──────── PAGE EXTRACT
If you're not a medical jargon person, Web MD works pretty well to explain things in lay people terms.
If you are good with medical jargon, the Medscape site has a good medical reference section where you can look up a lot of different conditions, procedures, and medications. It also aggregates medical news and you can subscribe to specific topic updates if you want to.
The Merck Manual is available online as well, but again, you need to be up on the medical terminology for anatomy and physiology.
Since I'm new, I cannot post links; these should be easily findable with a web search
Please organize your SleeyHead screenshots like this.
I'm an epidemiologist, not a medical provider.
10-21-2016, 06:38 PM
And "surgery" could also cover turbinates reduction, or balloon sinuplasty. Both are (I think) much less invasive than UPPP. So you need to decide what you are asking about!
10-22-2016, 12:17 PM
When I was looking into UPPP years ago, they said "successful" meant your apneas were cut in half. That may or may not leave you still with an OSA diagnosis, depending on how bad you are pre-surgery. Also, the 1-year results showed that half the "successful" patients actually ended up nearly where they started when their symptoms started coming back. I guess if you are really bad off, its worth looking into, but don't expect miracles.
10-26-2016, 02:42 PM
I had the UPPP surgery, but learned subsequently that the success rate is only about a third. In other words, in the majority of cases (2 out of 3) it does not work.
In my case, it more or less eliminated by snoring, but most certainly did not solve OSA (in my subsequent overnight test, my AHI was 35 = severe OSA).
The other important thing to bear in mind is that many (it may be most, but I don't know the stats) people who have had the UPPP operation are unable to tolerate a CPAP machine without a humidifier.
I'm now using an CPAP auto-machine (with a humidifier) and that has transformed my life.
────────────────
● WORK INSTRUCTIONS:
a) Print the sleep apnea thread from "10-21-2016, 06:38 PM" up to and including "are asking about!".
b) Answer these questions from the sleep apnea thread:
(i) Which site lets you subscribe to specific topic updates?
(ii) What did "successful" mean for UPPP, according to what the writer was told years ago?
(iii) What was the AHI in the overnight test taken after the UPPP surgery?
The listing has no connection to the sleep apnea thread.
──────── DATA EXCERPTS
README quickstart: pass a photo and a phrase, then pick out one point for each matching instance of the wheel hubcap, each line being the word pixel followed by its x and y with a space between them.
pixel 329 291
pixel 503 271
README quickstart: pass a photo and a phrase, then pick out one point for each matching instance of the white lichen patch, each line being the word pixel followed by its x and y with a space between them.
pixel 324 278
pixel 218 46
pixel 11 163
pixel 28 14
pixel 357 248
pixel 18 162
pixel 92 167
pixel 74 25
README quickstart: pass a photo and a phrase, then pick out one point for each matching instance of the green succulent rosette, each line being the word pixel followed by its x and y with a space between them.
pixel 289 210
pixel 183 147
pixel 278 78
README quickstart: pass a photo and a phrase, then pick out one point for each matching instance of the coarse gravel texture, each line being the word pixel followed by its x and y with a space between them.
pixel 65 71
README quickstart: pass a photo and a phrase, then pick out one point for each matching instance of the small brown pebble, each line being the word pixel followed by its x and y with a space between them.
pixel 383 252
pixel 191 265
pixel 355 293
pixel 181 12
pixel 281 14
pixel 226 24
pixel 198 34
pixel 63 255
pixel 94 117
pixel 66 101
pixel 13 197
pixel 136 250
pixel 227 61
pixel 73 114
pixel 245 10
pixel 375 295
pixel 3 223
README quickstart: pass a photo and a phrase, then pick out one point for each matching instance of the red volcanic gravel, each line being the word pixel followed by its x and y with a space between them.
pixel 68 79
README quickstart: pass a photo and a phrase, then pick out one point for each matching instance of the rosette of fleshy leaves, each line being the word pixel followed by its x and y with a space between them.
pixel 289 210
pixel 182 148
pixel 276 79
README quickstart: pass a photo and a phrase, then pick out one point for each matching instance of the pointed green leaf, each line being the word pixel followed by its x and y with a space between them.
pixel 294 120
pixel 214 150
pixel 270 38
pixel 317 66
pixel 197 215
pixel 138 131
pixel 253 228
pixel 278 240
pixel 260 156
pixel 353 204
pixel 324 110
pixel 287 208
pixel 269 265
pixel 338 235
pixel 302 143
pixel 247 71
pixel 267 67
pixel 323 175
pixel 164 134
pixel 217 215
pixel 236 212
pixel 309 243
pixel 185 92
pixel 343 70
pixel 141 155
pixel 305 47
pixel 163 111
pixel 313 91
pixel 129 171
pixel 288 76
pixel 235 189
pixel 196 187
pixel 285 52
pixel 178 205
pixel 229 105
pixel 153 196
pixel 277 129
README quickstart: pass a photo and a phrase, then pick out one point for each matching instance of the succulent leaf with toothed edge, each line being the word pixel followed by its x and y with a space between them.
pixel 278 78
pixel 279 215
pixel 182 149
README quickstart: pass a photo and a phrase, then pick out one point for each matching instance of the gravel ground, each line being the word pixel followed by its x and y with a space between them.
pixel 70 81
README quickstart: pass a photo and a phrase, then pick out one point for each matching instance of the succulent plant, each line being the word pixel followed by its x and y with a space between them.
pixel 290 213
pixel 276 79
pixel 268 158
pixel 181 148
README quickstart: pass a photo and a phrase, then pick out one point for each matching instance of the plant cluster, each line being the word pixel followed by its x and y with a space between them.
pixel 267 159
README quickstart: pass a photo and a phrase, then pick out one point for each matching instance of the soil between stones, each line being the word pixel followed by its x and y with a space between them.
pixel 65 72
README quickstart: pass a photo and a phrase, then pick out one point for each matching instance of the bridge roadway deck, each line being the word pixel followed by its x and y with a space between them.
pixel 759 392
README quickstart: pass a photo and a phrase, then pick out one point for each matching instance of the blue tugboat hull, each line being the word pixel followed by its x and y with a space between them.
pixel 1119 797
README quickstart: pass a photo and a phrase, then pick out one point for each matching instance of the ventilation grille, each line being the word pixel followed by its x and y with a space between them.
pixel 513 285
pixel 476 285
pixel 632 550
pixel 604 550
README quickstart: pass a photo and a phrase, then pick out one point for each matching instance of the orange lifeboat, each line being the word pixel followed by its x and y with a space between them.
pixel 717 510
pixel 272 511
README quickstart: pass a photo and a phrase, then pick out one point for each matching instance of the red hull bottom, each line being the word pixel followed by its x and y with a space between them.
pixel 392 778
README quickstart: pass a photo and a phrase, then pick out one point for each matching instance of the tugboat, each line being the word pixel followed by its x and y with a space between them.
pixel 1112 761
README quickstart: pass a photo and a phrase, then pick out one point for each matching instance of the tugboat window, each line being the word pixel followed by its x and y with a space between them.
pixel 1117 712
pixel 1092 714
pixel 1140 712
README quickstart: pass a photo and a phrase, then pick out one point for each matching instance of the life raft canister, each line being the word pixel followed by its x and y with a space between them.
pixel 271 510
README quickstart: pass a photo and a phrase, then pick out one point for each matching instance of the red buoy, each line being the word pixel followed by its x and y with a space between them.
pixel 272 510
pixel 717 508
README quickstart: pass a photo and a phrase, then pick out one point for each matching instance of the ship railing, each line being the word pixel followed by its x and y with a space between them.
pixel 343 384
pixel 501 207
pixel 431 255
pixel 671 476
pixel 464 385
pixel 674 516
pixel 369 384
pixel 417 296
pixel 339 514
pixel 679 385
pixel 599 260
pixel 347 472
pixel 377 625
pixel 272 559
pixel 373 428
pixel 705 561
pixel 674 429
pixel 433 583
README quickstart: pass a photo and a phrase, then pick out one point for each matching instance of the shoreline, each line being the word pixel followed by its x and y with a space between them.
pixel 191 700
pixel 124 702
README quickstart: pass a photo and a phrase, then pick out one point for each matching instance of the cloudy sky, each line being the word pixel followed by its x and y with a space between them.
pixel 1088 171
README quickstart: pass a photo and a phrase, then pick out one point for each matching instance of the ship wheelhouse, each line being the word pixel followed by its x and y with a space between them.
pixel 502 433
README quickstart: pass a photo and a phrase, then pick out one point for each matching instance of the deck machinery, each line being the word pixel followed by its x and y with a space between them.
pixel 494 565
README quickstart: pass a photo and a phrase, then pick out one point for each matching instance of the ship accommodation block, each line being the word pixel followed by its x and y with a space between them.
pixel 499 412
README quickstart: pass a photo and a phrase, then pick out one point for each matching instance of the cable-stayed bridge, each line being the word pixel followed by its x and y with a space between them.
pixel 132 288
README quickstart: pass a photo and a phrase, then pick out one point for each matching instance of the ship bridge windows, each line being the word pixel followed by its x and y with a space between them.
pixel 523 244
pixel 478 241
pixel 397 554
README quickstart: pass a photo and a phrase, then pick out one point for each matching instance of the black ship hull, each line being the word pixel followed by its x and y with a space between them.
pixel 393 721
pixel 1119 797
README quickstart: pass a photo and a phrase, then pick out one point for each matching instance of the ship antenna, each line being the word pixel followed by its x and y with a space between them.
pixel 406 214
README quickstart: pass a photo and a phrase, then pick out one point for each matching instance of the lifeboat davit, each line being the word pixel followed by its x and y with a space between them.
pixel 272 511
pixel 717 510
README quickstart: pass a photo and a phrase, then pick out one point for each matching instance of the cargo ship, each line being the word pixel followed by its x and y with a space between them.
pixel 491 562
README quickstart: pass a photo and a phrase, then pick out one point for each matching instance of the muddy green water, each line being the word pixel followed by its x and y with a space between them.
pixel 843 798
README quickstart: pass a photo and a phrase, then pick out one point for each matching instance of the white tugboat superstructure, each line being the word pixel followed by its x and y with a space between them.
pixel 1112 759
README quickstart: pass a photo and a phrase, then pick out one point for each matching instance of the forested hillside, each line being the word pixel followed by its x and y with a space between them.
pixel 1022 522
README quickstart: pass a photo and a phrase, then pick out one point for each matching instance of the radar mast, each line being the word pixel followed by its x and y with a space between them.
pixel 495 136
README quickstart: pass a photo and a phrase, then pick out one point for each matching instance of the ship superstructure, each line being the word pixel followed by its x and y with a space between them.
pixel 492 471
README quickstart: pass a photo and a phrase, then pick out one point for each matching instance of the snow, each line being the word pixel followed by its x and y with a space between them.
────────────────
● SOLUTION SET:
a)
10-21-2016, 06:38 PM
And "surgery" could also cover turbinates reduction, or balloon sinuplasty. Both are (I think) much less invasive than UPPP. So you need to decide what you are asking about!

b)
(i) Medscape
(ii) Your apneas were cut in half.
(iii) 35